Begin

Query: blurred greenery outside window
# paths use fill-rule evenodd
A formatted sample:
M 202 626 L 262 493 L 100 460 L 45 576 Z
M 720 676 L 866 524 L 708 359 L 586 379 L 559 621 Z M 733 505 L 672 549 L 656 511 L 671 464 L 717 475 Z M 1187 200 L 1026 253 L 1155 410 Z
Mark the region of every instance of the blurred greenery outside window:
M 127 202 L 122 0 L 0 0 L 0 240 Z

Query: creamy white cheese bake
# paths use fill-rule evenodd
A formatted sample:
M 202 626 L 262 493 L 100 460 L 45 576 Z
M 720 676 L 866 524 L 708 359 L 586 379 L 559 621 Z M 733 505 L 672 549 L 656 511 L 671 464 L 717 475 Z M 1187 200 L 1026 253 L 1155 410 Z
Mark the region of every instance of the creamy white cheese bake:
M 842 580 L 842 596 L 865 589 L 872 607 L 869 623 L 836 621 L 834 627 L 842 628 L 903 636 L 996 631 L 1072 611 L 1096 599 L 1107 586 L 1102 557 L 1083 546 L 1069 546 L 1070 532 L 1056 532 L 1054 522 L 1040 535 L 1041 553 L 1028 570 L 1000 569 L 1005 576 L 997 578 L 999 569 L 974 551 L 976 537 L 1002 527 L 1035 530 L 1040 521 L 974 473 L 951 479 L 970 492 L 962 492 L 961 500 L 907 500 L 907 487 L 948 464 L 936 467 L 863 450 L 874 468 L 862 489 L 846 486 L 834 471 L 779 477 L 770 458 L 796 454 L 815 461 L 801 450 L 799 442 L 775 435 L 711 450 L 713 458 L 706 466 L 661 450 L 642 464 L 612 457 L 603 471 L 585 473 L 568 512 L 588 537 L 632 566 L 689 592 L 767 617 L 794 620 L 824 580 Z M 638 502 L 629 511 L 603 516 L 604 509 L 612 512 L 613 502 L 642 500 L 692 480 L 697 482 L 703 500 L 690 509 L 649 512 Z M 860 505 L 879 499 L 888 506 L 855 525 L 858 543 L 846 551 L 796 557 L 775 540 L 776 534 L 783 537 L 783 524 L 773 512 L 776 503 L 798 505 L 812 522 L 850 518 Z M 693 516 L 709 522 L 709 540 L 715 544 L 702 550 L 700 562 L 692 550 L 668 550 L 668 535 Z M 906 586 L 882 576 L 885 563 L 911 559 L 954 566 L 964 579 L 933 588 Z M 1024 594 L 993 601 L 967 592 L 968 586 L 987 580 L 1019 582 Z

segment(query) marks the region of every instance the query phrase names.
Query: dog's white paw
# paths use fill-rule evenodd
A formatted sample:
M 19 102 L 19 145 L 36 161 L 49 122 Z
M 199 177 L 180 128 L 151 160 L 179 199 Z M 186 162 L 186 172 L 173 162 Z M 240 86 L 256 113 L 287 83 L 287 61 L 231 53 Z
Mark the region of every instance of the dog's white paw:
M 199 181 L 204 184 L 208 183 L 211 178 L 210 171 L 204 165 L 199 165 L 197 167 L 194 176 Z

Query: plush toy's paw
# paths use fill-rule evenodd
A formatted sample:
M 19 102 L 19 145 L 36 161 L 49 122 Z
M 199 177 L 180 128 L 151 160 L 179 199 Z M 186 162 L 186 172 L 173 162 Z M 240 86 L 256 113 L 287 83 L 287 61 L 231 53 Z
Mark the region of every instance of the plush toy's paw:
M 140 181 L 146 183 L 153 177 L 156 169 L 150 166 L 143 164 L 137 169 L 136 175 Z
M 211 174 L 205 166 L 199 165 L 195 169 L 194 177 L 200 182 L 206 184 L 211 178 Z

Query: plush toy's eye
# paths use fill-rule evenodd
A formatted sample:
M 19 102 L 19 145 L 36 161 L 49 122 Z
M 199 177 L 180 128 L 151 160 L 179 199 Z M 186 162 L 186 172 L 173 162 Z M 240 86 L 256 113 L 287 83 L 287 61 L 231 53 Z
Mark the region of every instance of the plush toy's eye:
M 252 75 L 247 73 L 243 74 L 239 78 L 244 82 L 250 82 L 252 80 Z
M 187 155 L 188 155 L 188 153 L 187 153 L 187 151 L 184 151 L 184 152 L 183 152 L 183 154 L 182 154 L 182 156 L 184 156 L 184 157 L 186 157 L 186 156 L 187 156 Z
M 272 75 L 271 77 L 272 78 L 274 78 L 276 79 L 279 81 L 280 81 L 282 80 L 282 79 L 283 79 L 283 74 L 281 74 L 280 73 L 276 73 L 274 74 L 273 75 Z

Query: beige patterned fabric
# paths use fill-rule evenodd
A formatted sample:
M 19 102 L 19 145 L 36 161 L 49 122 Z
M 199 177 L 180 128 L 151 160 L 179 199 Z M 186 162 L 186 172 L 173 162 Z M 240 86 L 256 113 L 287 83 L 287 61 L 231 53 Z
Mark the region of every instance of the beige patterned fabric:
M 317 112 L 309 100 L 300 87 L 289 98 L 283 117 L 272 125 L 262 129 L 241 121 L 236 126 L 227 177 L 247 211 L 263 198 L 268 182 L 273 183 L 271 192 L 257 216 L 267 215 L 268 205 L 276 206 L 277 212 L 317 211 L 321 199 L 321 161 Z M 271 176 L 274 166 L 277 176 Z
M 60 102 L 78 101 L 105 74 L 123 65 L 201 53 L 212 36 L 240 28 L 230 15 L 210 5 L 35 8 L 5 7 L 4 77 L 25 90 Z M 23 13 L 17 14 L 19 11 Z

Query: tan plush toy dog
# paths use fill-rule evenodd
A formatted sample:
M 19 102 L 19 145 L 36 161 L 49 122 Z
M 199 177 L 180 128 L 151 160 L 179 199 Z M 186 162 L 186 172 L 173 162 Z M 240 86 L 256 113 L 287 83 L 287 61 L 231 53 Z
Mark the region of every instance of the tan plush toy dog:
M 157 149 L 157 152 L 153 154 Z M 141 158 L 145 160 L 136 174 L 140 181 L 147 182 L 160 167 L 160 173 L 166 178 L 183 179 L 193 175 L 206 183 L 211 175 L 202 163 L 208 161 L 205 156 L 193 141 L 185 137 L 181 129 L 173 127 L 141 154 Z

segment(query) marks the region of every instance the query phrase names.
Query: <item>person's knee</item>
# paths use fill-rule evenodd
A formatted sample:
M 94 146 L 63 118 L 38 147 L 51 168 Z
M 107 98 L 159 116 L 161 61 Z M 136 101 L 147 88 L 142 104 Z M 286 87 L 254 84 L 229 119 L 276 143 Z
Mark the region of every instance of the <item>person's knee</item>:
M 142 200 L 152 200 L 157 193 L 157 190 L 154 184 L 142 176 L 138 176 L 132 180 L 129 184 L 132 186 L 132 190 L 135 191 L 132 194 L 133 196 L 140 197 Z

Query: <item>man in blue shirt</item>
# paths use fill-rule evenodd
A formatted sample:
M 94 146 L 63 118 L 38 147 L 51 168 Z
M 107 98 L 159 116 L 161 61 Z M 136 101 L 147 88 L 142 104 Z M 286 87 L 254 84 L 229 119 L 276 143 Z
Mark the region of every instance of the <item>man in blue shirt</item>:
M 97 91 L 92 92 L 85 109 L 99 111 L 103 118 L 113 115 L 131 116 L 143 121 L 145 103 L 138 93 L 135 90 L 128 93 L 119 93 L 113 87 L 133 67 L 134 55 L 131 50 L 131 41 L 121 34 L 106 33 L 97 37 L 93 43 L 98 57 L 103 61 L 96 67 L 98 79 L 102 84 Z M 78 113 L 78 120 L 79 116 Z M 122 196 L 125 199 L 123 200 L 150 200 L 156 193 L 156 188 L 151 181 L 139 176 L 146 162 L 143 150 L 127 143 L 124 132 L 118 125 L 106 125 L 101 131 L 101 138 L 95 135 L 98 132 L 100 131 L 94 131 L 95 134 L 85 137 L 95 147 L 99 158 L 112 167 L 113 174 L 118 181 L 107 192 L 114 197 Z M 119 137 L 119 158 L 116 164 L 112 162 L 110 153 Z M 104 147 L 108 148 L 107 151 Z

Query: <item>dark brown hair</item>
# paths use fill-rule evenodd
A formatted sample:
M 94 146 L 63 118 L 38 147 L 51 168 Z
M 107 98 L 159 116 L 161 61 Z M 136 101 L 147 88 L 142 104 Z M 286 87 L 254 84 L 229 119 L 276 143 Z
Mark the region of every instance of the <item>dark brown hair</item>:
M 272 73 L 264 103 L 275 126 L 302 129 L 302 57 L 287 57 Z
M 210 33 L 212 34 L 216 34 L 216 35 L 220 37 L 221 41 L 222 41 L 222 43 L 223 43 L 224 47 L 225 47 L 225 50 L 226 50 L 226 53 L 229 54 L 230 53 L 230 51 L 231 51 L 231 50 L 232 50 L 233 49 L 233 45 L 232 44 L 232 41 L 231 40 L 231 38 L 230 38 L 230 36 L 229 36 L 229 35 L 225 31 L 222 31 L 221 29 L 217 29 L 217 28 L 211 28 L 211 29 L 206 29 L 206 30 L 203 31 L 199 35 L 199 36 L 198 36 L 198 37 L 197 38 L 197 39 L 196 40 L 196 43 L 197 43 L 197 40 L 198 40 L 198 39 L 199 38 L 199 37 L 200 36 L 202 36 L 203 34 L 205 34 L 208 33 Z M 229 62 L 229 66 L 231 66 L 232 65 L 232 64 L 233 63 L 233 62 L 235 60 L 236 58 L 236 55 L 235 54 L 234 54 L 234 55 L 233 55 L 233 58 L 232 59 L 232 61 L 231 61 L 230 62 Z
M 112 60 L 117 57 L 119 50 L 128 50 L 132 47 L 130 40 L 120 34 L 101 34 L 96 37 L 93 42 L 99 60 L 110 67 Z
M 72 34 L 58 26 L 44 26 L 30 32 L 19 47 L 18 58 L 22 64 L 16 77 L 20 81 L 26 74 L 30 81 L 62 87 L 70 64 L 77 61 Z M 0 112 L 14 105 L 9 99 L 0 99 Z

End

- **Stated exercise**:
Render the stretch from the line containing "Query: <item>dark brown hair</item>" through the line containing "Mark the region of every instance of the <item>dark" as a Markdown table with the columns Row and Line. Give each line its own numbered row, and leave out blank lines.

- **The output**:
| Row | Line |
|---|---|
| 1 | Query: <item>dark brown hair</item> |
| 2 | # paths use fill-rule evenodd |
| 3 | A formatted sample: |
| 4 | M 94 146 L 63 118 L 38 147 L 51 168 Z |
| 5 | M 107 98 L 159 116 L 161 61 Z M 136 101 L 147 88 L 142 104 Z M 286 87 L 254 84 L 229 119 L 276 143 Z |
| 6 | Mark the region of every instance of the <item>dark brown hair</item>: |